▸ **Consegna 1**: Individua tutte le righe delle voci in cui compare la stringa "green" e trascrivile. Distingui tra maiuscole e minuscole.

▸ **Estratto della pagina**:
Papa Luciani, riconosciuto il miracolo: sarà proclamato beato



Papa Luciani, riconosciuto il miracolo: sarà proclamato beato

Francesco ha autorizzato la Congregazione delle Cause dei Santi a promulgare il decreto sulla guarigione miracolosa attribuita all’intercessione di Giovanni Paolo I, un Pontefice rimasto nel cuore della gente 


Alessandro Di Bussolo – Città del Vaticano

“Un miracolo che dobbiamo alla fede di chi ha pregato attorno al capezzale di questa bambina malata” con gravi problemi neurologici, “in condizioni praticamente disperate”. Così il postulatore della causa di beatificazione di Giovanni Paolo I, il cardinale Beniamino Stella, prefetto emerito della Congregazione per il Clero e originario della Diocesi di Vittorio Veneto, che ha avuto come vescovo Albino Luciani dal 1959 al 1969, parla del miracolo che permetterà presto di venerare come beato il “Papa del sorriso”. Ecco la sua intervista ai media vaticani.

▸ **Consegna 2**: Secondo l'estratto sulla beatificazione di papa Luciani, in quali anni Albino Luciani fu vescovo della Diocesi di Vittorio Veneto?

▸ **Materiali dell'esercizio**:
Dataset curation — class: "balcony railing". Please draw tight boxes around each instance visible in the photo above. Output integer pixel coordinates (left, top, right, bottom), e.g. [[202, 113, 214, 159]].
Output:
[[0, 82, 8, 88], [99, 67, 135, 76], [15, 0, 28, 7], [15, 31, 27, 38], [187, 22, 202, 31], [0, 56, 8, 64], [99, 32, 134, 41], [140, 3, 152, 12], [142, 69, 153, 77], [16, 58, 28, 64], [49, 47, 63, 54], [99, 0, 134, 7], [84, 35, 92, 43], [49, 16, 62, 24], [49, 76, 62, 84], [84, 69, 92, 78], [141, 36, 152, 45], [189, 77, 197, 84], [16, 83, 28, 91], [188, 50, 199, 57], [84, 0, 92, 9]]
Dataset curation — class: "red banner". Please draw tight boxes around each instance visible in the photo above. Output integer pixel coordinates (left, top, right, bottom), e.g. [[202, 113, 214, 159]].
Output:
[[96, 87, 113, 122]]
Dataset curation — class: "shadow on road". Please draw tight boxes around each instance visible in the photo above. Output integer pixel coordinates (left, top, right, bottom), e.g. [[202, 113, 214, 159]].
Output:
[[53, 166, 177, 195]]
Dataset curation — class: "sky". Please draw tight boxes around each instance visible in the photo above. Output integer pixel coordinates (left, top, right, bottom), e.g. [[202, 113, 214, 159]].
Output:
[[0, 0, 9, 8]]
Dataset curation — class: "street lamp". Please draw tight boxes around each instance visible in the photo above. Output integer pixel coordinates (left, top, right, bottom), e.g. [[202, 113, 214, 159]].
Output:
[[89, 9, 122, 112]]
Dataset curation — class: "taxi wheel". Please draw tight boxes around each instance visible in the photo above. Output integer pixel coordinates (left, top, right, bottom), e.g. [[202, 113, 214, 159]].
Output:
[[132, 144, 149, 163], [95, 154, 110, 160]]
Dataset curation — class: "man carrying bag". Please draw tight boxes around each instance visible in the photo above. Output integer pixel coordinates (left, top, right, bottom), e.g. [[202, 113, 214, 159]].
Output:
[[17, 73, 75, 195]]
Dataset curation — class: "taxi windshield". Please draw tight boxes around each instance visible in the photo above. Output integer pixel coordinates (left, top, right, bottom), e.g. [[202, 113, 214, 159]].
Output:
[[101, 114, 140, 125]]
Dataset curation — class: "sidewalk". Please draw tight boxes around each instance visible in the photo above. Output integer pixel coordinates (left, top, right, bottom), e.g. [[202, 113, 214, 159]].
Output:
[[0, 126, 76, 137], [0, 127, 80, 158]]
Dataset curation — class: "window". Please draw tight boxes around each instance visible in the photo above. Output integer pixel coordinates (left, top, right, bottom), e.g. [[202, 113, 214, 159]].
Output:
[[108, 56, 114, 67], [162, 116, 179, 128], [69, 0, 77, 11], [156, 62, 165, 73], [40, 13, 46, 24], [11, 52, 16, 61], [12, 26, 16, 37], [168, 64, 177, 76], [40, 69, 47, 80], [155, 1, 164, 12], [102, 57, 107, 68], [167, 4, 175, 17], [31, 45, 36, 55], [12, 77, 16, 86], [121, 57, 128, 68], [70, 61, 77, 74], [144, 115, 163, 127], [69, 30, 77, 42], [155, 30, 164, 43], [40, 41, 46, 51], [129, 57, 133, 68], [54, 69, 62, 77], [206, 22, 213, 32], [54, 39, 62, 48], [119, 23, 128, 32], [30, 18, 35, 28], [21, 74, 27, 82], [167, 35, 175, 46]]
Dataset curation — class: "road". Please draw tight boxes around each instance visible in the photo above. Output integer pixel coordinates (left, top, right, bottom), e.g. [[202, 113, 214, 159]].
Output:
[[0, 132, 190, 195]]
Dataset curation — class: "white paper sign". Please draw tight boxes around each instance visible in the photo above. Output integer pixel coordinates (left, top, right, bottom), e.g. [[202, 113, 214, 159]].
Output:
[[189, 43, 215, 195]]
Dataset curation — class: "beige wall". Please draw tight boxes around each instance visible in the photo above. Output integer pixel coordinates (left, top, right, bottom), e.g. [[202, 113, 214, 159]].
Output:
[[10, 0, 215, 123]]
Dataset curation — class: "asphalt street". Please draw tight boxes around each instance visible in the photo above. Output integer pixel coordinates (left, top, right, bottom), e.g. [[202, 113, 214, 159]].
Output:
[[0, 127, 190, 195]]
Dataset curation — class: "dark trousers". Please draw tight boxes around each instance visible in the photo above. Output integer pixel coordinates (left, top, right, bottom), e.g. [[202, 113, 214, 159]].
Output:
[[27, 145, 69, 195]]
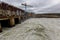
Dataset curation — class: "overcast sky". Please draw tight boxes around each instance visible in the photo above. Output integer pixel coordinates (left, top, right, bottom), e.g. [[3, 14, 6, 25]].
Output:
[[1, 0, 60, 13]]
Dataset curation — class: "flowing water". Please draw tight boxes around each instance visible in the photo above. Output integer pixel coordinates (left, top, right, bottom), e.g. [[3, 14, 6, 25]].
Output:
[[0, 18, 60, 40]]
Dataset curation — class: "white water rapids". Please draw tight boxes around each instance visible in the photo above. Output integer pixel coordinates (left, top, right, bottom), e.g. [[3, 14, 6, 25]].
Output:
[[0, 18, 60, 40]]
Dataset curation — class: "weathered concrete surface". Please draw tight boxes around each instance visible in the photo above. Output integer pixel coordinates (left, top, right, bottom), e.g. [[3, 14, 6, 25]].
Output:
[[0, 18, 60, 40]]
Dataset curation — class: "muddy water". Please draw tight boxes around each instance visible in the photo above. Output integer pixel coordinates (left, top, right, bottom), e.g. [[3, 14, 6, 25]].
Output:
[[0, 18, 60, 40]]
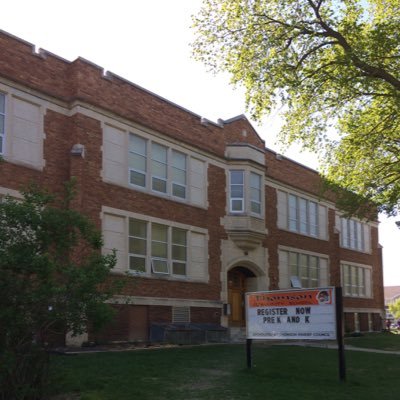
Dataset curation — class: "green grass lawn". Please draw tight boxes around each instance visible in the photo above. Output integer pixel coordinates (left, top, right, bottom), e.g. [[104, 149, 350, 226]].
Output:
[[49, 336, 400, 400]]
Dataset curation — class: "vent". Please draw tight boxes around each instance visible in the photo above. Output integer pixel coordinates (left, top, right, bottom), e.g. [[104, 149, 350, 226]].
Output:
[[172, 307, 190, 324]]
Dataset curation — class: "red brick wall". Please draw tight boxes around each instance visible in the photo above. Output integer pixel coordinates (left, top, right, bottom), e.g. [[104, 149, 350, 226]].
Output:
[[0, 32, 383, 337], [190, 307, 221, 324]]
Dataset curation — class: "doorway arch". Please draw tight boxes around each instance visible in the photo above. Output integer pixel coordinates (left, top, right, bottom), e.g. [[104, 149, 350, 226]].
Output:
[[228, 266, 256, 327]]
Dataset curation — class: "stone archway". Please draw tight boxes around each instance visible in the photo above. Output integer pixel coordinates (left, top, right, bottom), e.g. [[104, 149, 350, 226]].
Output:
[[228, 266, 256, 327]]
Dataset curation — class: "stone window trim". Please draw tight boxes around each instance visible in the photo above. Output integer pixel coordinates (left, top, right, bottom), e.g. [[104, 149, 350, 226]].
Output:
[[0, 92, 6, 155], [276, 187, 329, 241], [340, 261, 373, 299], [101, 122, 208, 209], [101, 206, 209, 282], [278, 246, 330, 289], [0, 90, 46, 171], [227, 165, 265, 218], [340, 217, 370, 253]]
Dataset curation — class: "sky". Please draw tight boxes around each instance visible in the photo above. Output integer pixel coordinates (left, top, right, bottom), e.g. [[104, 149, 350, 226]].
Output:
[[0, 0, 400, 286]]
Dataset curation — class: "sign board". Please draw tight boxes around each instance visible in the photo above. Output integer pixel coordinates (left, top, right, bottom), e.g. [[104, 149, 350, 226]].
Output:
[[246, 287, 336, 340]]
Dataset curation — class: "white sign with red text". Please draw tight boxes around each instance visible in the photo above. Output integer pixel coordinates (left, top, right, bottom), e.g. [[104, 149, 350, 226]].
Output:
[[246, 287, 336, 340]]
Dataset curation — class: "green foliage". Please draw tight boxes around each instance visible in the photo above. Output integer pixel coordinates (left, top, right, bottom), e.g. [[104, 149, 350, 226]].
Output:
[[0, 183, 123, 399], [389, 298, 400, 319], [193, 0, 400, 214], [49, 344, 400, 400]]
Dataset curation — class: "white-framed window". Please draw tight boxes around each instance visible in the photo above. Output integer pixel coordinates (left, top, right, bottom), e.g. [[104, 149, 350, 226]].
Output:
[[172, 228, 187, 276], [128, 218, 187, 277], [129, 218, 147, 273], [151, 142, 168, 193], [101, 126, 208, 208], [128, 134, 147, 187], [171, 150, 187, 199], [250, 172, 261, 214], [0, 93, 6, 154], [129, 133, 187, 199], [341, 263, 372, 297], [229, 169, 262, 215], [340, 217, 369, 252], [288, 252, 320, 288], [229, 170, 244, 213], [287, 194, 319, 237]]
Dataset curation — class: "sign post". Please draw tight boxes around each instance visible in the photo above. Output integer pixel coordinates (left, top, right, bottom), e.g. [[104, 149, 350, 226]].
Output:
[[335, 287, 346, 382], [246, 287, 346, 380]]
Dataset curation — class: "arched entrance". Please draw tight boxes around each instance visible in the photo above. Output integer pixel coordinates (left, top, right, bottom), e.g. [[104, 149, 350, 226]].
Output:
[[228, 267, 255, 327]]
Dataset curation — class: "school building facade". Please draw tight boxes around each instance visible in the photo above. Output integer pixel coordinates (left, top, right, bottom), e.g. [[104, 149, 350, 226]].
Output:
[[0, 32, 384, 341]]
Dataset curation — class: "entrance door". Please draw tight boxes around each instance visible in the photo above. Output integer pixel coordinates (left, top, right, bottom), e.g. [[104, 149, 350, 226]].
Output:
[[228, 268, 246, 326]]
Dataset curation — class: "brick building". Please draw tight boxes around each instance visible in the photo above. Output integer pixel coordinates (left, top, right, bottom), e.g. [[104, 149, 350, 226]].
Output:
[[0, 32, 384, 341]]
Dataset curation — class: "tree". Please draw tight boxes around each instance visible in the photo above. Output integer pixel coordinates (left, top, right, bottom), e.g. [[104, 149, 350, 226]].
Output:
[[193, 0, 400, 215], [0, 184, 119, 399]]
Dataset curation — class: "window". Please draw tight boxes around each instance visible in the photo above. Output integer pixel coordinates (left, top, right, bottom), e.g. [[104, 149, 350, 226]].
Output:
[[129, 133, 187, 199], [340, 218, 366, 251], [129, 134, 147, 187], [288, 194, 319, 237], [172, 228, 186, 275], [250, 172, 261, 214], [230, 171, 244, 212], [129, 218, 147, 272], [172, 150, 186, 199], [0, 93, 6, 154], [151, 224, 169, 274], [229, 170, 262, 215], [151, 143, 168, 193], [129, 218, 187, 276], [342, 264, 371, 297], [289, 252, 320, 288]]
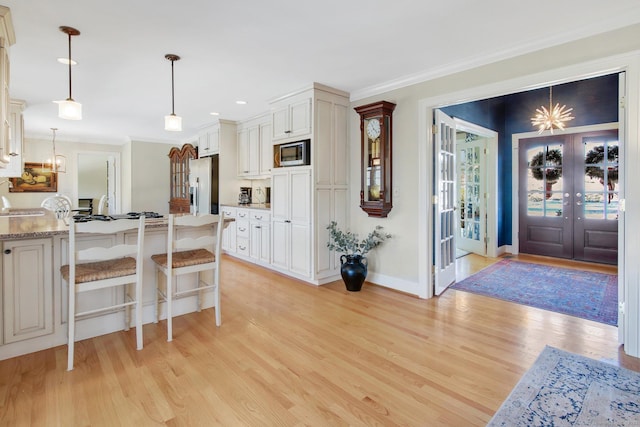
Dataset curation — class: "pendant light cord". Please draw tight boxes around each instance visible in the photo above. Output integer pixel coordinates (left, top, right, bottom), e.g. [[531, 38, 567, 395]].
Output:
[[67, 32, 73, 101], [171, 59, 176, 116]]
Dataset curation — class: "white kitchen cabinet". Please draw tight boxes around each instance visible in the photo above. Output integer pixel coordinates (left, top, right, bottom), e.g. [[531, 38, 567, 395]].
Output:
[[238, 125, 260, 177], [237, 115, 273, 179], [220, 206, 237, 253], [271, 167, 311, 278], [236, 209, 251, 257], [271, 83, 350, 284], [0, 99, 26, 177], [2, 238, 54, 344], [198, 124, 220, 157], [0, 6, 16, 169], [259, 123, 273, 176], [249, 210, 271, 265], [271, 94, 312, 141]]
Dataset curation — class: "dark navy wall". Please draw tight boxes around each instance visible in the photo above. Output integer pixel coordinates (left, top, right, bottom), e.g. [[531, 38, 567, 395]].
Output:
[[441, 74, 618, 246]]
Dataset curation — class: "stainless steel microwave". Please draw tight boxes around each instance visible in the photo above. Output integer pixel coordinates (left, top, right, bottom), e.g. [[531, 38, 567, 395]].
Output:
[[279, 139, 311, 166]]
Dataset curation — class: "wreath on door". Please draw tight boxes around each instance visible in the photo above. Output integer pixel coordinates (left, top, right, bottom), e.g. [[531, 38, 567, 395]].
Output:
[[584, 145, 618, 185], [529, 148, 562, 199], [529, 148, 562, 184]]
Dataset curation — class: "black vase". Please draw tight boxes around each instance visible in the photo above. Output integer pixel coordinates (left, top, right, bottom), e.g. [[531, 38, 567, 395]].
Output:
[[340, 255, 367, 292]]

▸ **Soluzione completa 1**:
Dataset curation — class: "green grass lawn". Please draw tight boxes around each instance visible in the photo above. Output integer pixel coordinates (left, top, right, bottom), e.g. [[104, 149, 350, 226]].
Dataset curation — class: "green foliage". Please draw tight boxes around each instance visible in the photo above. Output integer pixel coordinates (left, top, right, bottom), e.g. [[104, 149, 350, 226]].

▸ **Soluzione completa 2**: Dal 1959 al 1969.